* DOCUMENTO *
◇ ◇ ◇

El año pasado me saludó por la calle un chico a quien, en principio, no conocí. Luego me explicó que había sido alumno mío, que había dejado los estudios en el instituto para ponerse a trabajar en la construcción, que ganaba un buen sueldo hasta que empezó la crisis del ladrillo, que se había casado y que tenía una niña, que ahora acababa de abrir un bar con ayuda de sus padres...
El domingo (El País Semanal, del 10 de febrero de 2013) leía este artículo de Almudena Grandes y veo que refleja la misma sensación que sentí aquella tarde que me encontré con Quique...
"Tardó algún tiempo en comprender lo que estaba pasando.

◇ ◇ ◇

* ENUNCIADO A *
Responde a partir del documento:
(i) ¿En qué sector se puso a trabajar el antiguo alumno al dejar el instituto?
(ii) ¿Qué negocio acababa de abrir con ayuda de sus padres?
(iii) ¿En qué publicación y con qué fecha apareció el artículo de Almudena Grandes?
El documento y el listado no guardan ninguna relación entre sí.

◇ ◇ ◇

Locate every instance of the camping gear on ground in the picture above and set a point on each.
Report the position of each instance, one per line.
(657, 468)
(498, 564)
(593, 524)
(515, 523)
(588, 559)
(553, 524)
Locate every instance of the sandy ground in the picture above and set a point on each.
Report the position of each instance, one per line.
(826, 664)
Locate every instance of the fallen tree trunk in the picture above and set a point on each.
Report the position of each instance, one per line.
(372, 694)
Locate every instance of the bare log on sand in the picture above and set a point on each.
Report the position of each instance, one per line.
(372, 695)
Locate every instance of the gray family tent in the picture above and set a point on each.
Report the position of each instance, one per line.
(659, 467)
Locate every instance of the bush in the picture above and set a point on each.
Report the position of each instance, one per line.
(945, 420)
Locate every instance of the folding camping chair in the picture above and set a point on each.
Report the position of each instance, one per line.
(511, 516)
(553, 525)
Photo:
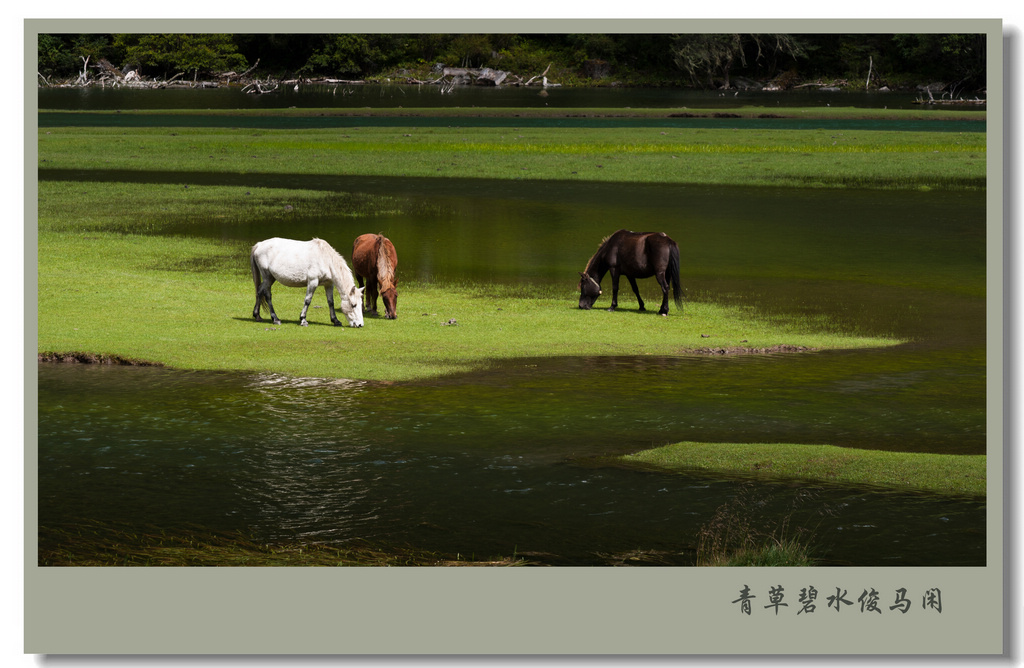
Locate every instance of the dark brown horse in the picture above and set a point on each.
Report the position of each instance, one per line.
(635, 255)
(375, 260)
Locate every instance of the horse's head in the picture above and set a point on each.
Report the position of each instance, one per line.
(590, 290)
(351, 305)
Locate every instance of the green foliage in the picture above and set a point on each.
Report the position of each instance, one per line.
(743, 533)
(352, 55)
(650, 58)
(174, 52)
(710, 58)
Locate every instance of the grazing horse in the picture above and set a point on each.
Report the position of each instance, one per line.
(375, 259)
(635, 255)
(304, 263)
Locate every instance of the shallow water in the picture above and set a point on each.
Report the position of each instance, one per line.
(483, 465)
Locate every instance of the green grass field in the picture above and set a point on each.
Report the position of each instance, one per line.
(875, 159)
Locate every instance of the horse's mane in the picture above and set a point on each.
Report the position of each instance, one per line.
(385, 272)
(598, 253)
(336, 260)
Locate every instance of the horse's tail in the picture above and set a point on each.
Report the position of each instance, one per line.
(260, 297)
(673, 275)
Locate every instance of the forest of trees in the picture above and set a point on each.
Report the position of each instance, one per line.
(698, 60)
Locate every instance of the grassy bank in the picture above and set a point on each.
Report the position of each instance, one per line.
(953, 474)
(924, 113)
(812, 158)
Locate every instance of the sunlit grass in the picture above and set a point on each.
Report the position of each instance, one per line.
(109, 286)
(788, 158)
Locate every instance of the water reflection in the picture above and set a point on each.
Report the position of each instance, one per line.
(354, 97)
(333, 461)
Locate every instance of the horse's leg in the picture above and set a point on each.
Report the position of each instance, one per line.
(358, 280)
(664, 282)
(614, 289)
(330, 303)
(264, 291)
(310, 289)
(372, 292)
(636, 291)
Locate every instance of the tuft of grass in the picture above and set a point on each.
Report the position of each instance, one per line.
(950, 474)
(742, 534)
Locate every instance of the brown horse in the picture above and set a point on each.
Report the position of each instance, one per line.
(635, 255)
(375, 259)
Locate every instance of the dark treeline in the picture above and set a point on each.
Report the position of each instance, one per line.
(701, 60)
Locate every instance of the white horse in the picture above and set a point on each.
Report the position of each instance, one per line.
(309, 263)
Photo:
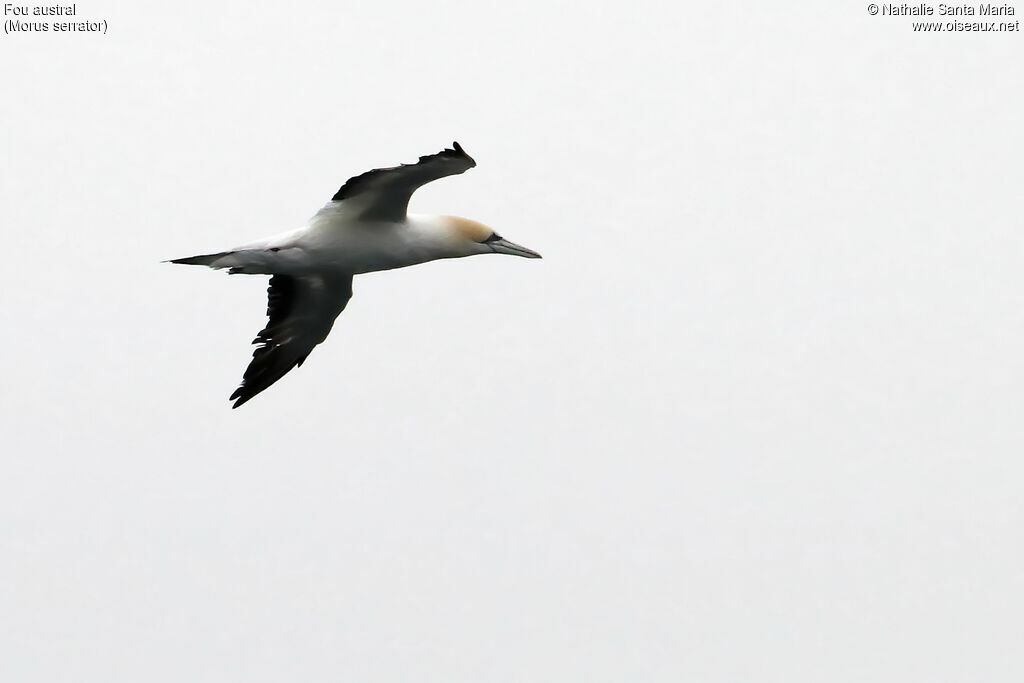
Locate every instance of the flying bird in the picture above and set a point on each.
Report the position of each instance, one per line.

◇ ◇ ◇

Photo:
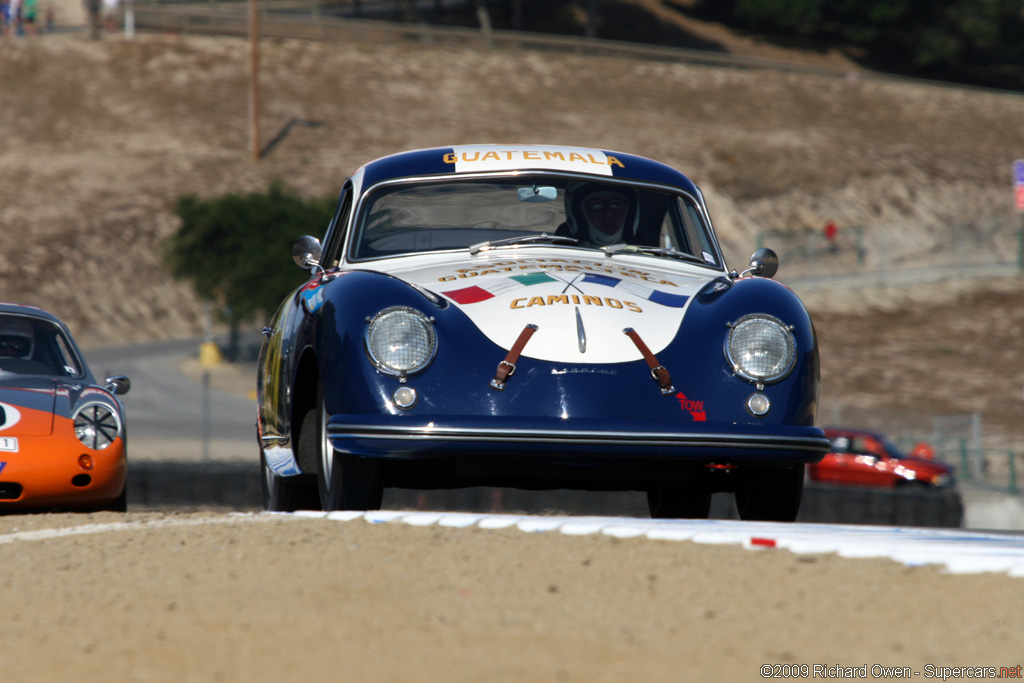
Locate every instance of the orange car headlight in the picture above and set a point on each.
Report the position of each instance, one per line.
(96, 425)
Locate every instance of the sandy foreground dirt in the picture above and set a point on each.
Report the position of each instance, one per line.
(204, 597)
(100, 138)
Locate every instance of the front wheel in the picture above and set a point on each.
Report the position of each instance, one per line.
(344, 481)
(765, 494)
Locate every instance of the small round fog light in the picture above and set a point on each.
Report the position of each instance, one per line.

◇ ◇ ◇

* ENUNCIADO B *
Extrae del listado todas las líneas que contengan la palabra "water", distinguiendo entre mayúsculas y minúsculas.

* RESPUESTA CORRECTA A *
(i) En la construcción.
(ii) Un bar.
(iii) En El País Semanal, del 10 de febrero de 2013.

* RESPUESTA CORRECTA B *
Locate every instance of the shallow water in the picture above and set a point on each.
Locate every instance of the water reflection in the picture above and set a point on each.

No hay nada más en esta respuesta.